> **Exercise**
Extract each line holding the word "woman" from the entries.

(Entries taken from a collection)
====================
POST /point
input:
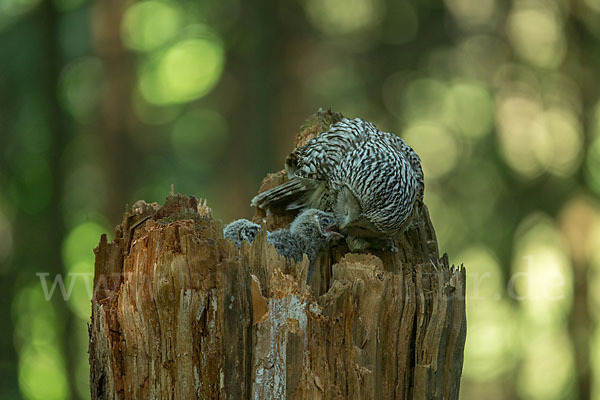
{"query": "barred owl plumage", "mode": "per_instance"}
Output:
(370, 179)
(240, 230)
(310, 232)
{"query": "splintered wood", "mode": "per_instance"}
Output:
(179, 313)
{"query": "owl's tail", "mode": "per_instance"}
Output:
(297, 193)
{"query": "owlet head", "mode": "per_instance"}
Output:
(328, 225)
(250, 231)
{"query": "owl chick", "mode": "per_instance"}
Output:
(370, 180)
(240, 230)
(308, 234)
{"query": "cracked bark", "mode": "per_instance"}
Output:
====================
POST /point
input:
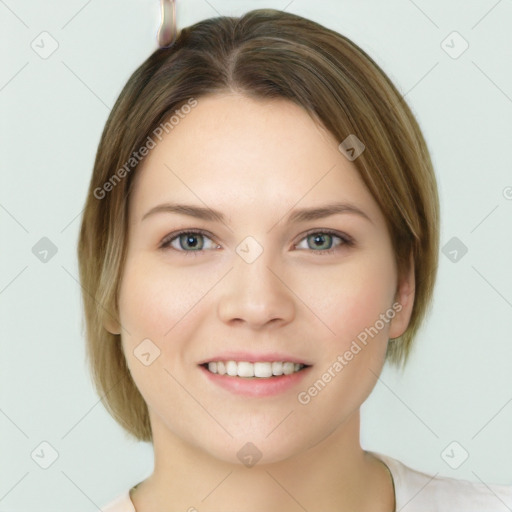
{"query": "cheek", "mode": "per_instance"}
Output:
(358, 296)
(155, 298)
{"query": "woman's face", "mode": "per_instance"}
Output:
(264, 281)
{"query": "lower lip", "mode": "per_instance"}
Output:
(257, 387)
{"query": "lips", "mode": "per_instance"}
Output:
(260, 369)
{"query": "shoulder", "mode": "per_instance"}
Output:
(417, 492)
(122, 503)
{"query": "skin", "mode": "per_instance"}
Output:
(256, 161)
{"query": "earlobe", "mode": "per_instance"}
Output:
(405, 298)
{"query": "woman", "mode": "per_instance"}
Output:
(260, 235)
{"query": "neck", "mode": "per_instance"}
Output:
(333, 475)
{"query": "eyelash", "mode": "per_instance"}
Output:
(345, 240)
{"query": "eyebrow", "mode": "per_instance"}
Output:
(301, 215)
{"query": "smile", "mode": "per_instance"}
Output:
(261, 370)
====================
> **Response**
{"query": "woman's face", "mode": "per_instance"}
{"query": "woman", "mode": "per_instance"}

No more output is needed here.